_Exercise instructions_
Retype the records below exactly as they appear, but leave out any pictures.
=== Given data ===
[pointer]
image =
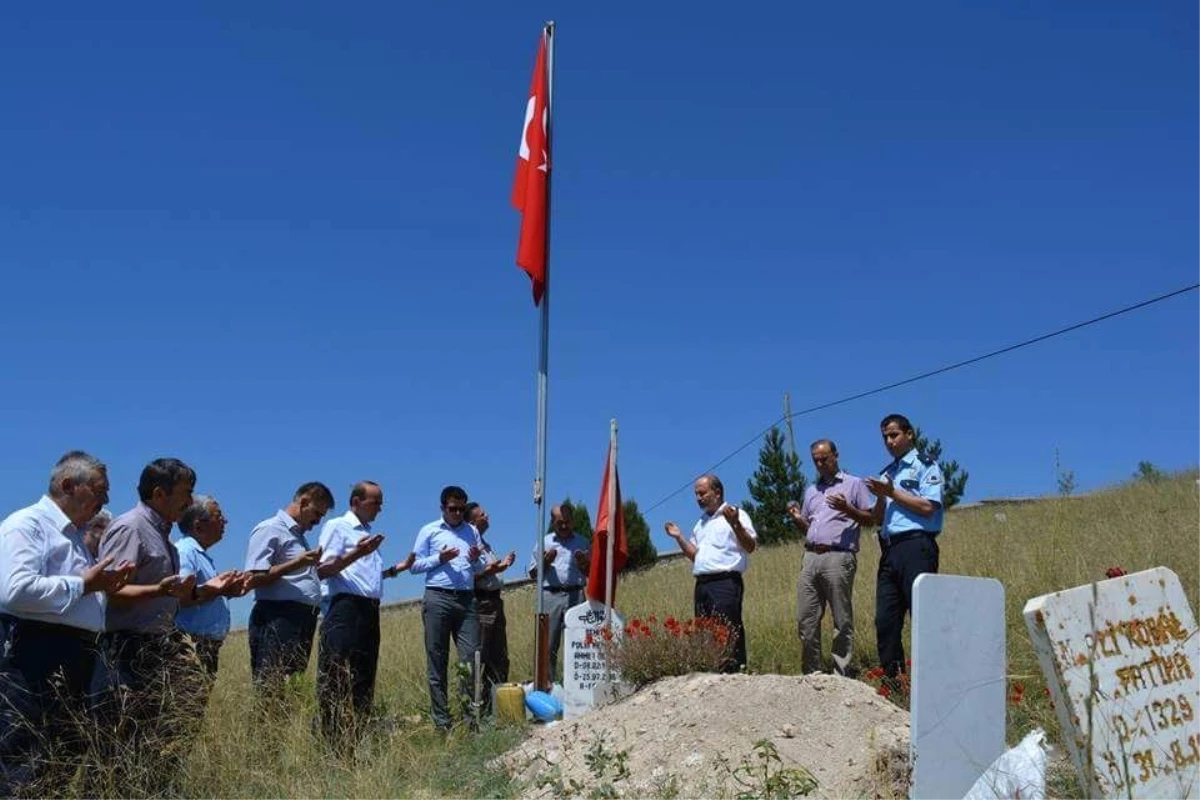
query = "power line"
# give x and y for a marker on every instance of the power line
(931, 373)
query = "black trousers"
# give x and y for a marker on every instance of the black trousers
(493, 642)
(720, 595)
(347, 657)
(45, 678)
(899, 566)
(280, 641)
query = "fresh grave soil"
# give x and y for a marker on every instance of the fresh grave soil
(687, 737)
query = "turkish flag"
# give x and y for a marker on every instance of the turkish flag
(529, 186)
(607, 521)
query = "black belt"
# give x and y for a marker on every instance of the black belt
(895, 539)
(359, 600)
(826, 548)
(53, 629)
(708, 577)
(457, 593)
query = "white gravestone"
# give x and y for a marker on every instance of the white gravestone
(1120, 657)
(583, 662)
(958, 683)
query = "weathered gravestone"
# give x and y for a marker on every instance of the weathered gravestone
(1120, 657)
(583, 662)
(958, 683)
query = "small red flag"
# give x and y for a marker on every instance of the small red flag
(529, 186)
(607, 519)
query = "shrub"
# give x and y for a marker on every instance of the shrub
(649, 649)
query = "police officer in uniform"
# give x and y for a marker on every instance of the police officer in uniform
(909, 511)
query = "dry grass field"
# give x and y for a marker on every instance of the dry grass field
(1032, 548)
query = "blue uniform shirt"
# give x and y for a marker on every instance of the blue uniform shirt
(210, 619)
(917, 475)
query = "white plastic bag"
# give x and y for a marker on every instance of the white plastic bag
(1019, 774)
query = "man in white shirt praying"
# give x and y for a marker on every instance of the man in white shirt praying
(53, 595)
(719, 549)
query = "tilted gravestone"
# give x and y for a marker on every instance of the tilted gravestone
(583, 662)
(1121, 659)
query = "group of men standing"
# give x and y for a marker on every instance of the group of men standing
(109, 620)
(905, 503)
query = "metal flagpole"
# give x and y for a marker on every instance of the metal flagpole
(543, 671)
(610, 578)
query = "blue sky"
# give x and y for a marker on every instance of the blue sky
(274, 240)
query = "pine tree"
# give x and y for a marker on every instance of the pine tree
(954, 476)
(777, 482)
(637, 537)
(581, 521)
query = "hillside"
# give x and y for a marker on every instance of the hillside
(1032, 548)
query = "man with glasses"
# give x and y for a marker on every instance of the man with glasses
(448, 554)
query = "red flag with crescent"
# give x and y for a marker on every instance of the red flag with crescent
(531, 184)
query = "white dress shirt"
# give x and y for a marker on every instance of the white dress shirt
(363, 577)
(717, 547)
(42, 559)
===
_Result of the task_
[pointer]
image =
query = "power line"
# give x and y for a marker on every instance of the power line
(931, 373)
query = "black trousers"
# give x and y for a marker on every instance of the black trousers
(493, 642)
(720, 595)
(347, 657)
(45, 678)
(899, 566)
(280, 641)
query = "fresh grave soil"
# give x and y for a marker on every instance of the fresh grave soil
(687, 737)
query = "turkish flag"
# give x and y for a marker on every instance of the turkish flag
(529, 186)
(607, 521)
query = "black belt"
# give x and y for a marker on every instance of the black belt
(895, 539)
(359, 600)
(826, 548)
(53, 629)
(708, 577)
(457, 593)
query = "white gravestone"
# give x and y for a marker on every instance of the white gravestone
(1120, 657)
(583, 662)
(958, 683)
query = "weathered gravestone"
# give x and y for a marker on every instance of the weathered gravestone
(1120, 657)
(583, 662)
(958, 683)
query = "small red flag"
# give x and y for a marker on every instance of the small red flag
(529, 186)
(607, 519)
query = "shrub"
# give x and y for a marker on every instance of the shrub
(649, 649)
query = "police officer in uniform"
# give x and y for a marker on every instance of the police officer in uniform
(909, 511)
query = "dry grass field"
# give x and y for a marker on every instance of the dry grass field
(1032, 548)
query = "blue uniform shirt"
# give x and y for a marker on every instance of the blue uniform shirt
(210, 619)
(917, 475)
query = "white plastic bag"
# give x and y for a marker on every instance of the white plastic bag
(1019, 774)
query = "man in white shirt praying"
# give x and y for a marker on every instance of the man in white shirt praying
(53, 595)
(719, 549)
query = "tilted gravestone"
# give x and y for a marker on every instance of the tilted gravestone
(583, 662)
(1121, 659)
query = "group of men standing"
# give x and y for a marker on every instance of the group of men standing
(109, 620)
(905, 503)
query = "metal flagpole"
# give x and y for a marker on every instance of the metal flagpole
(543, 671)
(610, 578)
query = "blue sky"
# give x and y for a marker on every instance of the blue sky
(274, 240)
query = "pine tree"
# give x and y for a marker on every instance of the pine tree
(954, 476)
(777, 482)
(637, 537)
(581, 521)
query = "hillside"
# give x and y for a marker on every instance of the hillside
(1032, 548)
query = "man with glasses"
# give x and y for a marker on every instance of the man with glasses
(448, 554)
query = "red flag with crescent"
# give x and y for a marker on every instance of the red flag with crescent
(531, 184)
query = "white dress shirt"
# give x and y for a marker on every instance of the white dress shirt
(363, 577)
(717, 547)
(42, 559)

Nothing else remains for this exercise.